### EXCERPT
++++++++++
Remember when Bob Runyon challenged us to examine our bucket lists—our goals for the time left to us? Recently I was compelled to revisit mine. I’ve never once had an urge to ski Mount Everest, but I have set foot on all seven continents. I accept that I’ll never sing a performance of Bach’s Mass in B-Minor, but derive some consolation from having 26 recordings to choose from, should I want to listen to it. I’ll have no regrets if I never see a World Series game or a Super Bowl in person, but I hoped to see Wesleyan win one more Little Three football championship before I depart this mortal coil.
And I did! Ann and I drove up to Middletown last November 2 to watch our Cardinals edge Williams’s Ephs to take the crown after 42 years of frustration. It was nerve-wracking to be sure, but how sweet it was! I wore my newly acquired Wesleyan sweatshirt for a week straight! Of course, Trinity put an end to that, but it was great while it lasted. Hip, hip, hooray!
We planned to sit with my roommate, Tom Reed ’57, but we never connected. Tom, bring your cell phone next time! I did see old friend Hal Buckingham ’52, Bill Gordon ’55, and our own Al Haas there. Al, I must say, looks great. He is still active as president of Educational Futures, Inc., assisting students from around the world who wish to study in North America. Al and Loni enjoy their role as grandparents for six boys and one girl who live in the Boston area.
++++++++++
### DATA SHOWN
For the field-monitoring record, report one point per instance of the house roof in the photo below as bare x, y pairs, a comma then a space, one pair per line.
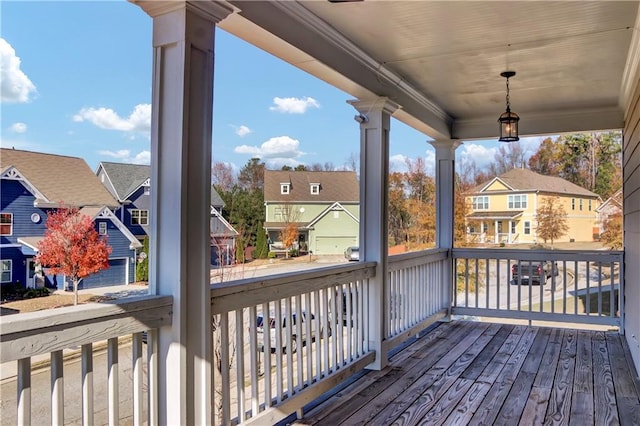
59, 178
126, 178
339, 186
524, 180
615, 200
++++++++++
### PROBLEMS TO SOLVE
- A) Translate this sentence from the alumni column into Spanish: "Al and Loni enjoy their role as grandparents for six boys and one girl who live in the Boston area."
- B) Please carry on the alumni column about the Wesleyan football win, picking up right after its final sentence.

### EXERCISE ANSWERS
- A) Al y Loni disfrutan de su papel de abuelos de seis niños y una niña que viven en el área de Boston.

- B)
The game prompted happy exchanges with Jim Gramentine and Ed Palmer. Enthused Jim: “This is just plain fun. Wish I had been there with you!” Ed, who is professor emeritus of mathematics at Michigan State and battles some serious health issues, added: “It’s so nice to hear that our guys are handling the aging process with courage. My own medical team has their hands full, especially my massage therapists, Ingrid and Dagmar.”
Dick Bauer writes: “News here pretty steady state. Health holding up; Ginny and wider family doing well. Play piano and sing regularly, finding more and more corners in the American Songbook for exploration. Also, still derive considerable satisfaction from leading monthly discussion groups here at our retirement community in Hingham, Mass. Over 80 are active; three separate sessions; lots of good, often humorous exchange. Hope our classmates are thriving.”
Random thoughts from Barry Passett: “I recently connected with a ‘kid’ from elementary school. He remembers Marv Pisetsky, one of our class’s best. Scott Aiken ’57 died. Not our class, but a diligent Argus writer/editor, so well-known to many. Two students took it upon themselves to create an event commemorating the anniversary of Ed Beckham’s death. Not our class, but important. They planned the event, overcame the usual bureaucratic obstacles, and raised the money. Over 200 people attended. (I was stuck in D.C.) Students rock!”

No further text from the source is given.